> [DOCUMENT PASSAGE]

# LIF cells¶

The description of a LIF cell is used to control the leaky integrate-and-fire dynamics:

• Starting potential $$V_\mathrm{0}$$, by default $$V_\mathrm{0} = E_\mathrm{L}$$

• Resting potential $$E_\mathrm{L}$$

• Reset potential $$E_\mathrm{R}$$, by default $$E_\mathrm{R} = E_\mathrm{L}$$

• Membrane potential decaying constant $$\tau_\mathrm{m}$$

• Membrane capacitance $$C_\mathrm{m}$$

• Firing threshold $$U_\mathrm{threshold}$$

• Refractory period $$t_\mathrm{ref}$$

The morphology of a LIF cell is automatically modelled as a single compartment; each cell has one built-in source and one built-in target which need to be given labels when the cell is created. The labels are used to form connections to and from the cell. LIF cells do not support adding additional sources or targets to the description. They do not support gap junctions. They do not support adding density or point mechanisms.

The LIF cell’s time dynamics are this:

1. $$U_\mathrm{m}(0) = V_\mathrm{0}$$,

2. If the cell is in its refractory state $$U_\mathrm{m}(t) = E_\mathrm{R}$$

3. Otherwise $$U'_\mathrm{m}(t) = \sum\limits_\mathrm{spike} w_\mathrm{spike}\cdot\delta(t - t_\mathrm{spike}) - \frac{1}{\tau_\mathrm{m}}\left(U_\mathrm{m}(t)) - E_\mathrm{L}\right)$$ where $$w_\mathrm{spike}$$ represents the weight of the synaptic connection associated with the given spike event.

4. If $$U_\mathrm{m}(t_0) \geq U_\mathrm{threshold}$$: emit spike and enter refractory period until $$t = t_0 + t_\mathrm{ref}$$

LIF cells can be probed to obtain their current membrane potential, see Probing and Sampling.

> [EXCERPTED DATA]
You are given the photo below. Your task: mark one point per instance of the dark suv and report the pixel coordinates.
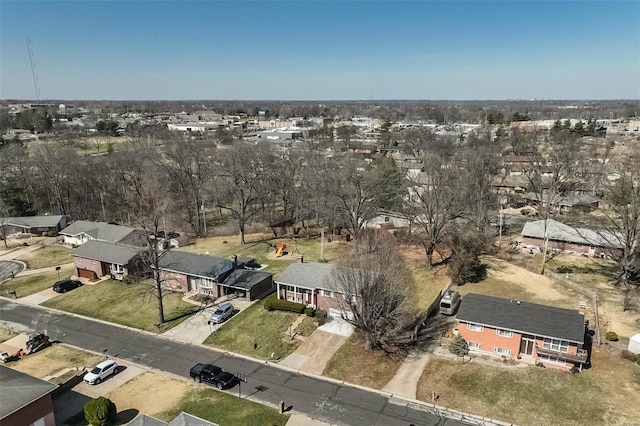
(66, 285)
(212, 374)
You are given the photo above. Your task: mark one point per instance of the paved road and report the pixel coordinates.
(324, 400)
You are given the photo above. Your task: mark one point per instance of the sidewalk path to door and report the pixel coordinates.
(405, 382)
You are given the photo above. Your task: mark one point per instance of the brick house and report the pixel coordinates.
(553, 337)
(96, 259)
(213, 276)
(568, 239)
(311, 283)
(25, 400)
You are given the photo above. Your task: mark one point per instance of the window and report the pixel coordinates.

> [PROBLEM]
Quote everything from "2. If the cell" down to "Probing and Sampling." in the text on LIF cells.

> [WORKED SOLUTION]
2. If the cell is in its refractory state $$U_\mathrm{m}(t) = E_\mathrm{R}$$

3. Otherwise $$U'_\mathrm{m}(t) = \sum\limits_\mathrm{spike} w_\mathrm{spike}\cdot\delta(t - t_\mathrm{spike}) - \frac{1}{\tau_\mathrm{m}}\left(U_\mathrm{m}(t)) - E_\mathrm{L}\right)$$ where $$w_\mathrm{spike}$$ represents the weight of the synaptic connection associated with the given spike event.

4. If $$U_\mathrm{m}(t_0) \geq U_\mathrm{threshold}$$: emit spike and enter refractory period until $$t = t_0 + t_\mathrm{ref}$$

LIF cells can be probed to obtain their current membrane potential, see Probing and Sampling.